[READING TEXT]

=-=-=

Single by James Blunt

from the album Some Kind of Trouble
- Released: 3 January 2011
- Recorded: January 2010 (Los Angeles, California)
- Length: 3:34
- Label: Custard, Atlantic
- Songwriters: James Blunt, Steve Robson, Ryan Tedder
- Producer: Steve Robson

James Blunt singles chronology
| "Stay the Night" (2010) | "So Far Gone" (2011) | "If Time Is All I Have" (2011) |

= So Far Gone (song) =

"So Far Gone" is the second single from English singer-songwriter James Blunt's third studio album, Some Kind of Trouble. The single was released as a digital download single release exclusively in the United Kingdom on 3 January 2011. A live version of the song, recorded at Metropolis Studios, was included on the OpenDisc feature of Some Kind of Trouble. Blunt performed the song live for the first time on Comedy Rocks with Jason Manford on 28 January 2011. Australian radio stations have picked up the song and are beginning to give it airplay as of March 2011.

==Music video==
The video, directed by Marc Klasfeld, for the track premiered on Blunt's official YouTube account on 13 December 2010.

==Reception==
Matthew Horton from BBC Music said that: "Best Laid Plans teems with cliché and some David Gilmour-lite guitar noodles that also rear up on So Far Gone." March Hirsh from Boston Globe said: "A few songs – midtempo anthem "So Far Gone,’’ quavery failed-romance ballad "Best Laid Plans'’ — fill up the earphones well enough but don't bother pushing an inch deeper to engage the head."

=-=-=

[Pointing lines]

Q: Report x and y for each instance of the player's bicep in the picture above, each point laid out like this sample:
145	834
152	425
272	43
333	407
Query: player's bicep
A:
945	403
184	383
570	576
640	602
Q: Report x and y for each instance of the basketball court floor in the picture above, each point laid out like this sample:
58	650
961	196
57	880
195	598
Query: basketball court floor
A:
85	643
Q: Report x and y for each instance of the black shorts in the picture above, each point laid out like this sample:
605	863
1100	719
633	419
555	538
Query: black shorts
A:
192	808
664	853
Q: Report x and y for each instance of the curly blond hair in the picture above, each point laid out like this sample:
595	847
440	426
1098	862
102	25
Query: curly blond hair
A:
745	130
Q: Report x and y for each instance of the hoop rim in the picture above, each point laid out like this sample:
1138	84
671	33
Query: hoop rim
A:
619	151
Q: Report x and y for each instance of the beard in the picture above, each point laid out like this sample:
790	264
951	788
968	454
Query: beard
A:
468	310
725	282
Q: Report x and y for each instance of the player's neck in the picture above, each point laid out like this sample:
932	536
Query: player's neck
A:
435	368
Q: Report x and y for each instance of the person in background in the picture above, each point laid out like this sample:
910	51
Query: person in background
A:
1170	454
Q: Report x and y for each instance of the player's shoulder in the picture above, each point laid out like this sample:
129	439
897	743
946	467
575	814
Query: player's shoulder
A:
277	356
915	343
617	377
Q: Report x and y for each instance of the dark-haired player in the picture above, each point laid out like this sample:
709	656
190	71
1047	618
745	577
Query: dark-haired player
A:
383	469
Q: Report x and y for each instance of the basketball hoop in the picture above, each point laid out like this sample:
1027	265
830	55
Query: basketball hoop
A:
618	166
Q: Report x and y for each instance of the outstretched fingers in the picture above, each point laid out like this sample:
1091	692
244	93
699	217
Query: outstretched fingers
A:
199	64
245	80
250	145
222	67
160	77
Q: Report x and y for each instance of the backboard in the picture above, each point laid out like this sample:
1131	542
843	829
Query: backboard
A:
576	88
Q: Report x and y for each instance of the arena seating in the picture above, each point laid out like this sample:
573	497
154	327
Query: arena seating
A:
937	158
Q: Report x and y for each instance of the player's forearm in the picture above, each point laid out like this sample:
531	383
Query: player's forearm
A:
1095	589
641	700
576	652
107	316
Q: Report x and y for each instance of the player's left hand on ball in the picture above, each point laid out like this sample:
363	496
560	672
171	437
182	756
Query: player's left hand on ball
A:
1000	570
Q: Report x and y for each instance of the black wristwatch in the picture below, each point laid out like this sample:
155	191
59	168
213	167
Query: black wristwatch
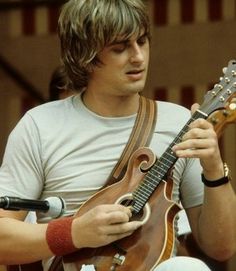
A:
221	181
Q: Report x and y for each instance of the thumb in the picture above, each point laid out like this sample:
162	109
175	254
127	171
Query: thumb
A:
194	107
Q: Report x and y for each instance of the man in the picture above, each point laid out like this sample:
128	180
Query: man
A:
68	148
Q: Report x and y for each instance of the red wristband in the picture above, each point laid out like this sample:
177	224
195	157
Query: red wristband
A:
58	236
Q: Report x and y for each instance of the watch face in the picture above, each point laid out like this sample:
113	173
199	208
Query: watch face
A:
226	170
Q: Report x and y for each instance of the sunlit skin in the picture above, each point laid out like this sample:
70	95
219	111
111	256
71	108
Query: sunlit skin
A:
120	77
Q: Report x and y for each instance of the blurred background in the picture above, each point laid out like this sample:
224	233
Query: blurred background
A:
192	40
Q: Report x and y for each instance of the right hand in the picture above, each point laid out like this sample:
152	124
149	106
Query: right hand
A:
103	225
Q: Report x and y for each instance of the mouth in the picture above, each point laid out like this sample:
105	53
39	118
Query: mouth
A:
135	71
135	74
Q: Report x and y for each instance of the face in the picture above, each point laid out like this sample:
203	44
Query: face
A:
124	67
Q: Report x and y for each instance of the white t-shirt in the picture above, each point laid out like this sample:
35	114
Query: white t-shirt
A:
63	149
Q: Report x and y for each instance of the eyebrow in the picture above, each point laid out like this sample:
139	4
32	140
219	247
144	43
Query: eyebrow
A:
116	42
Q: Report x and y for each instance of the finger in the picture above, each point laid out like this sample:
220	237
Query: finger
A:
116	207
116	217
201	123
194	107
123	228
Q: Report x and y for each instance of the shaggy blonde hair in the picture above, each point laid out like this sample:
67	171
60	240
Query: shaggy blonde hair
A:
85	27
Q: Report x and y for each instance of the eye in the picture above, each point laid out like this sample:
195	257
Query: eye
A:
119	48
142	40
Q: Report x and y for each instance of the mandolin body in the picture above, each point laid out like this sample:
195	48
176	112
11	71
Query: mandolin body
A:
151	243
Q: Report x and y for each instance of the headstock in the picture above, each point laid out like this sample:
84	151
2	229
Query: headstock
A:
221	94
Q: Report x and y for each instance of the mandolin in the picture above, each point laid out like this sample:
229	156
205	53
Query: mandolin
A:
146	188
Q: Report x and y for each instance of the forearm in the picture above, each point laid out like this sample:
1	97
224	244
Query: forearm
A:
217	222
22	242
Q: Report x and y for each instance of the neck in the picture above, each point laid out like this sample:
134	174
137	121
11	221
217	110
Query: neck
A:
110	105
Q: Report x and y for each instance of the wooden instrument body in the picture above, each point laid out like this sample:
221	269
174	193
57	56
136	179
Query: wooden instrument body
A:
147	246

=-=-=

[SHORT EXERCISE 1] Decide whether each statement agrees with the song article above, answering yes or no and quoting the words of the article that settle it. (a) The single was first released only in the United Kingdom. (b) Steve Robson directed the music video. (c) Blunt's first live performance of the song was on Comedy Rocks with Jason Manford.
[SHORT EXERCISE 2] Extend the song article above, starting after its last sentence.

[FINAL ANSWER 1]
(a) Yes: "released as a digital download single release exclusively in the United Kingdom on 3 January 2011"
(b) No: "The video, directed by Marc Klasfeld"
(c) Yes: "Blunt performed the song live for the first time on Comedy Rocks with Jason Manford on 28 January 2011"

[FINAL ANSWER 2]
==Track listing==
1. "So Far Gone" – 3:34

==Chart performance==
The single became the first UK-released single by Blunt that did not enter the UK Singles Chart (top 100). In Belgium it entered the charts in both the Flanders and Wallonia regions. On 5 February, the song entered the Tipparade (Bubbling Under Chart) of the Dutch Top 40, and climbed to number 4. In Switzerland the song charted on the Airplay Top 30 Chart, peaking at number 6.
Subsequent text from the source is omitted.